▶ [Written task]:
Please copy out the rows below word for word, everything from the line containing "Would you please place a dot on the stacked" down through the line containing "point(564, 702)", with both of those lines included.

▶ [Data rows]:

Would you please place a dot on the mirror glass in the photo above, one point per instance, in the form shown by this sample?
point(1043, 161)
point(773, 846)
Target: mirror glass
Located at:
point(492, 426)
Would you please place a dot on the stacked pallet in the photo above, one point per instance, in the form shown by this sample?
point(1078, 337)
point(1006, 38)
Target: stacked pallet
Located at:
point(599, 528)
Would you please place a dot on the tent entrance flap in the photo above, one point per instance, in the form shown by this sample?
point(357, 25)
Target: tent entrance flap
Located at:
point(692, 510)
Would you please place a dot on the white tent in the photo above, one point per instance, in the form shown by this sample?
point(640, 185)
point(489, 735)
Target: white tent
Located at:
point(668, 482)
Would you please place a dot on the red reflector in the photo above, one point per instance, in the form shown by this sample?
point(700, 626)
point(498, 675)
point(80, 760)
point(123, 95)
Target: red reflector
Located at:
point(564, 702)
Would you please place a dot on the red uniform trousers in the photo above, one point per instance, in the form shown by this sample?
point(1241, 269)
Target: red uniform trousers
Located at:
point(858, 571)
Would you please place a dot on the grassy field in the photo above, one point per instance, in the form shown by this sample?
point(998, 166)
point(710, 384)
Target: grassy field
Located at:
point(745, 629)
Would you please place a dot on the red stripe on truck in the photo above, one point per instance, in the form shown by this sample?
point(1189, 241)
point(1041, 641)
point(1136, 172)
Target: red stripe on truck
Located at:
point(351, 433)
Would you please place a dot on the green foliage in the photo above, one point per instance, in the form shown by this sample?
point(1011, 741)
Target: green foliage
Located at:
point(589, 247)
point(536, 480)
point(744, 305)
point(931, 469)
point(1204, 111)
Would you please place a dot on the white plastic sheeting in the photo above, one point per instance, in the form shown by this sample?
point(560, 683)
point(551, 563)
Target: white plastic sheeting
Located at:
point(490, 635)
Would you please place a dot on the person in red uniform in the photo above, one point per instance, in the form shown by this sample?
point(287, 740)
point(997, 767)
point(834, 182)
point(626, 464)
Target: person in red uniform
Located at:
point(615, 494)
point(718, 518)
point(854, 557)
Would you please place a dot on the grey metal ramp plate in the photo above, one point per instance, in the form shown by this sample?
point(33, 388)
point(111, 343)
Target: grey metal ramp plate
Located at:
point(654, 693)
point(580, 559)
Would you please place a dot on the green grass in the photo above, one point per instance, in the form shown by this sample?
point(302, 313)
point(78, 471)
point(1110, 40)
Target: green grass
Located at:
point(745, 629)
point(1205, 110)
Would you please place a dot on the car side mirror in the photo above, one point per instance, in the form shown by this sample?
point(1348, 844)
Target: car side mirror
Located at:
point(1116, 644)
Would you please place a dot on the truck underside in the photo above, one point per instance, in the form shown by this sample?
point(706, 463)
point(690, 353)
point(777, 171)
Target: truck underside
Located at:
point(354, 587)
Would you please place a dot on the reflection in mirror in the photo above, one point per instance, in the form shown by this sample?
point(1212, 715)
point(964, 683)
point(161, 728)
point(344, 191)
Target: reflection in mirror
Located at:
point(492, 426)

▶ [Solution to the problem]:
Would you please place a dot on the stacked pallet in the photo above, one point per instance, in the form shown by this sample?
point(1078, 337)
point(1006, 38)
Target: stacked pallet
Located at:
point(599, 528)
Would you please place a dot on the tent entrance flap in the photo above, one point per instance, in the form shown by this sample?
point(357, 25)
Target: tent entrance flap
Located at:
point(692, 510)
Would you please place a dot on the white tent in the photo above, one point per instance, in the form shown by this sample?
point(640, 185)
point(489, 735)
Target: white tent
Located at:
point(668, 482)
Would you please place a dot on the red reflector in the photo above, one point per instance, in the form shown by this sample?
point(700, 626)
point(498, 675)
point(80, 760)
point(123, 95)
Target: red reflector
Located at:
point(564, 702)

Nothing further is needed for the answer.